WORK ORDER - Report back every line in the data that includes the string "brackets".

Collected data
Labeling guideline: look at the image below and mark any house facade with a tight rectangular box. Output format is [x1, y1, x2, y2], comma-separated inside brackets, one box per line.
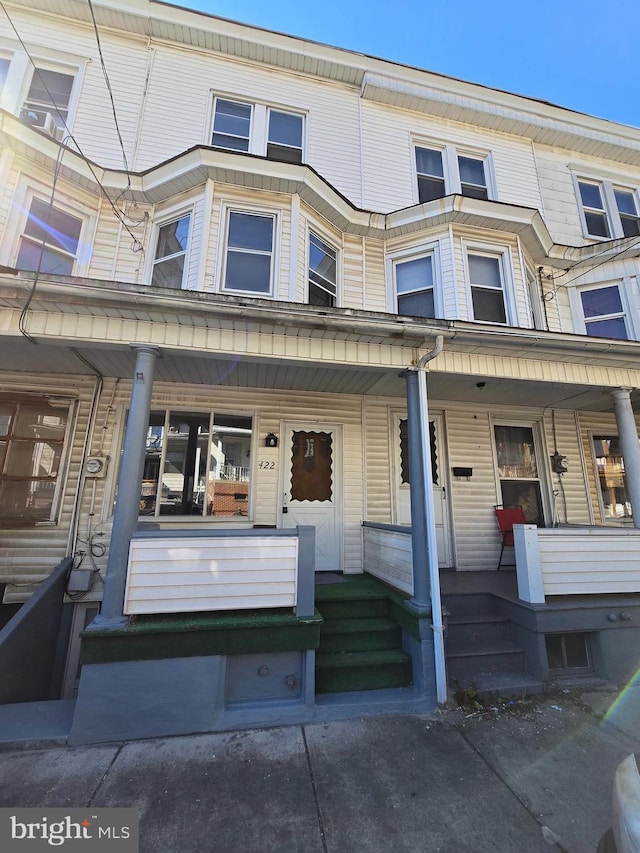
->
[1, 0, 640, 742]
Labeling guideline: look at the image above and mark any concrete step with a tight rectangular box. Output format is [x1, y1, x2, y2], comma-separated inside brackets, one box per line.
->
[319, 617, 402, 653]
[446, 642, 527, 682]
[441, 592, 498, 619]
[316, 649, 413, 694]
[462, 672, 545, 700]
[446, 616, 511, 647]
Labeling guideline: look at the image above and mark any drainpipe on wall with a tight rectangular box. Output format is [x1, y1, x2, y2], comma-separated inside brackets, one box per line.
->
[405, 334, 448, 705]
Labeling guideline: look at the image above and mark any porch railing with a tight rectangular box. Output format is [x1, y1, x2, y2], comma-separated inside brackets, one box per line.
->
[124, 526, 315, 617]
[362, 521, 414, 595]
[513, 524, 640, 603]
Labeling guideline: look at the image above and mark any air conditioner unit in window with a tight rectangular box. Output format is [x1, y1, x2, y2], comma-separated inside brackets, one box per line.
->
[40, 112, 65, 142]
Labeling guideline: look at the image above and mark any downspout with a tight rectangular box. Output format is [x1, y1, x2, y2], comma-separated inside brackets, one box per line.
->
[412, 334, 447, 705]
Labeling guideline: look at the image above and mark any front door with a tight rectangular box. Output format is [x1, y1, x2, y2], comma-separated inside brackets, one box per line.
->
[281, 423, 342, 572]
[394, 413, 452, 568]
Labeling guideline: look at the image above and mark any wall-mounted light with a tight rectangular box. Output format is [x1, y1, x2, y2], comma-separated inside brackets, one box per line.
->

SOLUTION TO THIS EXERCISE -
Labeling guideline: look at the image below and mark any house facade with a tight rectangular box. Output format is [x1, y1, x2, y2], comma-separated inside brackets, one box per line.
Labeling guideline: look at the image above and mark any concrete step with a tight rectangular box. Output format is [x1, y1, x2, y2], comma-separated inside brackets, one box per line.
Labeling guideline: look at the image above and mark any drainpipe on wall with a tight rectangular box. Output format is [x1, y1, x2, y2], comma-separated inside brackets, one box per line.
Labeling guideline: look at the image above and mark any porch railing with a tight rectangular box. Output format is [x1, y1, x2, y2], comma-separated inside brackets, one box per line.
Labeling guideline: look at the image above and mark any air conditioner unit in window with a tight rectangular box. Output format is [x1, y1, x2, y2], comma-separated inside brackets, one box per line.
Labeling guideline: look at the image above and mark any downspout with a tight rectangular box. Output format is [x1, y1, x2, y2], comma-separated inside brackets, one box per line.
Labeling guideline: look at the image above and mark any front door with a tight rectangular box. Output format is [x1, y1, x2, y2], comma-separated inside brackets, one box per line.
Labeling guideline: look at the image above and mark any wall-mounted light with a tight rectangular box. Output format is [x1, y1, x2, y2], comma-separated inside brackets, one box per line.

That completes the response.